__Problem to work on__:
Please arrange all of the material below as a numbered list, with blank lines omitted and the pictures left out.

■ ■ ■ ■ ■

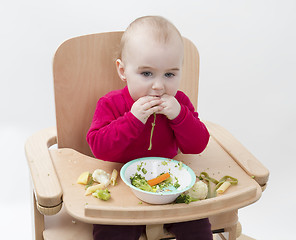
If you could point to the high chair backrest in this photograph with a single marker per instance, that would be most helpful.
(84, 70)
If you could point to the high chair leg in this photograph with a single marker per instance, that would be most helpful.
(154, 232)
(232, 232)
(38, 221)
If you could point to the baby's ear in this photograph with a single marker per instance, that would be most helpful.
(120, 69)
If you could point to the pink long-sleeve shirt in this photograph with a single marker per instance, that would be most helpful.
(117, 135)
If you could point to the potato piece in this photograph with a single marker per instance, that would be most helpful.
(83, 178)
(93, 188)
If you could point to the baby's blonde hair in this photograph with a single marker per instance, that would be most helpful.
(161, 28)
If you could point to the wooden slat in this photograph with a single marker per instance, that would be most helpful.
(45, 181)
(239, 153)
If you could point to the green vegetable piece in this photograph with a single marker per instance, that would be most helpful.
(183, 198)
(102, 194)
(140, 182)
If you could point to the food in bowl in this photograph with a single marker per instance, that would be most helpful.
(138, 173)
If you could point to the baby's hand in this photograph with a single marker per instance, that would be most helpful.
(170, 107)
(145, 106)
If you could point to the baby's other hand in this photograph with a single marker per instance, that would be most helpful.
(170, 106)
(145, 106)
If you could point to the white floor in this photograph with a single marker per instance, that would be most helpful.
(247, 84)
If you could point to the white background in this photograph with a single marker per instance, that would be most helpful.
(247, 85)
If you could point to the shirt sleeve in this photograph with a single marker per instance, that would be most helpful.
(110, 132)
(191, 134)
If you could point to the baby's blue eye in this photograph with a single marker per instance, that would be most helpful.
(169, 75)
(147, 74)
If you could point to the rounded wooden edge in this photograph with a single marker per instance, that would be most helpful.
(48, 211)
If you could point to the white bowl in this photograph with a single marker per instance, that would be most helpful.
(155, 166)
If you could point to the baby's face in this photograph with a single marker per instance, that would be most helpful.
(152, 67)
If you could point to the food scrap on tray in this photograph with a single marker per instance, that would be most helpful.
(96, 183)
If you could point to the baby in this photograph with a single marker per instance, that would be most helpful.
(150, 116)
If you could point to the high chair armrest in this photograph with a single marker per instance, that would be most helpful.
(239, 153)
(48, 191)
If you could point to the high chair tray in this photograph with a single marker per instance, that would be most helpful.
(125, 208)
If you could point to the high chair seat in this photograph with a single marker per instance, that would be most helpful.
(84, 70)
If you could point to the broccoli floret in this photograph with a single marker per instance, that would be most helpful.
(102, 194)
(140, 182)
(184, 198)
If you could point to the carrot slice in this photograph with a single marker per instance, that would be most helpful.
(158, 179)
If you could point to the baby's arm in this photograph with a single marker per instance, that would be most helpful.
(191, 134)
(111, 131)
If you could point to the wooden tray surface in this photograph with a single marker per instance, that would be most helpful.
(125, 208)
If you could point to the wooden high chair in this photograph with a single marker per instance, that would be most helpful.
(84, 70)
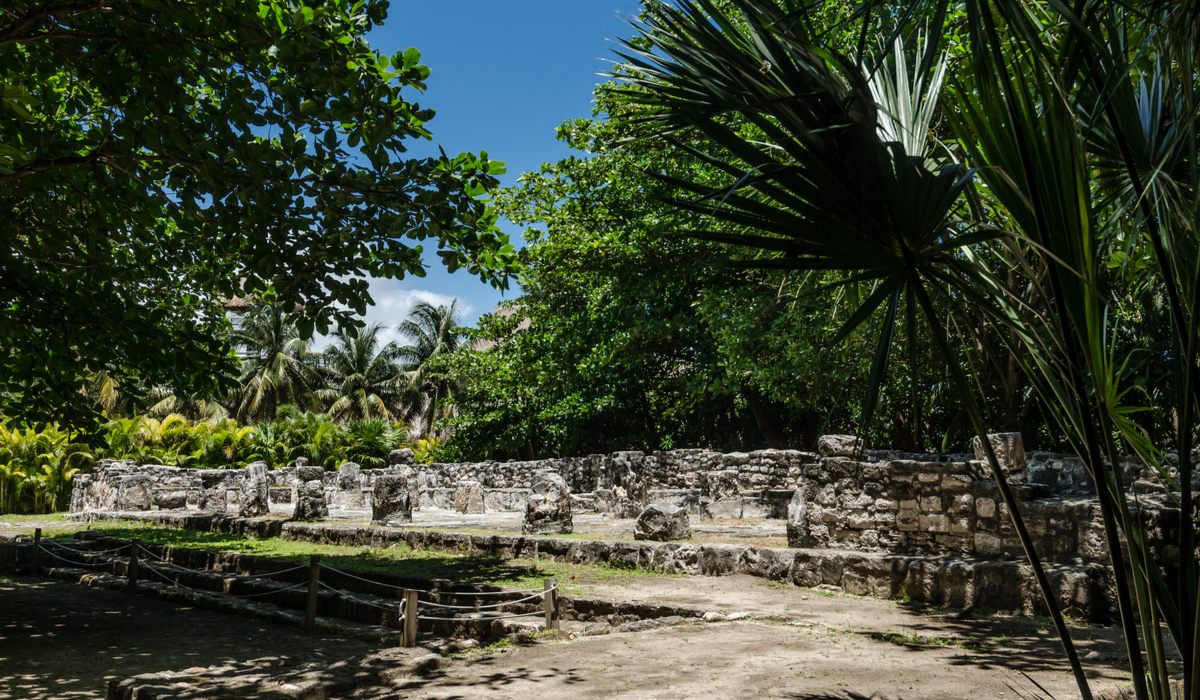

■ ■ ■ ■ ■

__The reply__:
1. If you could point to the high chair backrest in this photograph with a single marker per instance, that would be most helpful.
2. (84, 70)
3. If you could point to the high chair leg in this photograph with a single marker per instance, that would be most helpful.
4. (154, 232)
5. (232, 232)
6. (38, 221)
7. If you could point to the baby's ear in this photograph with a single marker per instance, that would be most helpful.
8. (120, 69)
9. If you could point to the pink long-sleeve shirt in this photograph with a single marker per instance, that would be most helpful.
10. (117, 135)
11. If you could point to the potato piece in this photograph with a single marker per instance, that would be most helpful.
12. (83, 178)
13. (93, 188)
14. If you could point to the baby's blonde hair in this photograph with a single marker per instance, that would be most helpful.
15. (161, 28)
16. If you could point to the wooden slat in this photograph with a single marker per instance, that would be most helpful.
17. (45, 181)
18. (239, 153)
19. If you could point to the green vegetable piece in this photograph with a single marker per instance, that would be most helpful.
20. (183, 198)
21. (102, 194)
22. (140, 182)
23. If you could point to the food in bowl in this photograph with a single marker per instance, that would be most helpful.
24. (138, 173)
25. If you could point to the baby's hand in this photograph with a single marker per instance, that would be most helpful.
26. (170, 107)
27. (145, 106)
28. If you could point to the baby's other hand in this photograph with a single marker per instance, that would be most helpful.
29. (170, 106)
30. (145, 106)
31. If you could point to the white floor in this photograph with a single marker per instance, that would be most helpful.
32. (247, 84)
33. If you could point to the white background in this photograph with a single marker per instance, that would be most helpful.
34. (247, 85)
35. If you could point to the shirt sleeve in this photograph with a single marker per instance, that would be most helpful.
36. (110, 132)
37. (191, 134)
38. If you could point to the baby's blue eye in this photograph with a single marker per instance, that would be most helpful.
39. (169, 75)
40. (147, 74)
41. If you could point to the rounded wooden edge in this photograph with a single marker per instance, that would be most helpful.
42. (48, 211)
43. If you could point to the white bowl in this photograph with a single marker per instance, that would be most helpful.
44. (155, 166)
45. If you could point to the baby's face in this photograph with a single marker per instance, that would be most helpful.
46. (152, 67)
47. If you could point to the food scrap on tray in this photograph with a single marker per instance, that would be most helpful.
48. (96, 183)
49. If you could point to the baby in this photograph with a single marker per instance, that would be most helpful.
50. (150, 116)
51. If you could point to the high chair armrest in this photograph with a single marker per instance, that would be most helpful.
52. (239, 153)
53. (48, 191)
54. If you could point to the high chair tray in this photograph with a single marker per instance, that would be most helpful.
55. (125, 208)
56. If you could point to the high chair seat in this photograph with a single marker per instance, that would be most helpful.
57. (84, 70)
58. If you could point to the broccoli floret in this photograph with a single marker per instance, that would be most helpful.
59. (102, 194)
60. (140, 182)
61. (184, 198)
62. If you could point to the carrot slice in this photograph with a single marker per instance, that would be most helpful.
63. (158, 179)
64. If you could point to the baby's arm in this photograph with a single marker per instance, that would be most helpful.
65. (191, 134)
66. (111, 131)
67. If you could point to the wooden tray surface in this photograph with a single marker per instance, that would be most helpful.
68. (125, 208)
69. If you could point to the wooden high chair in this photograph with a single marker per instance, that would be most helpful.
70. (84, 70)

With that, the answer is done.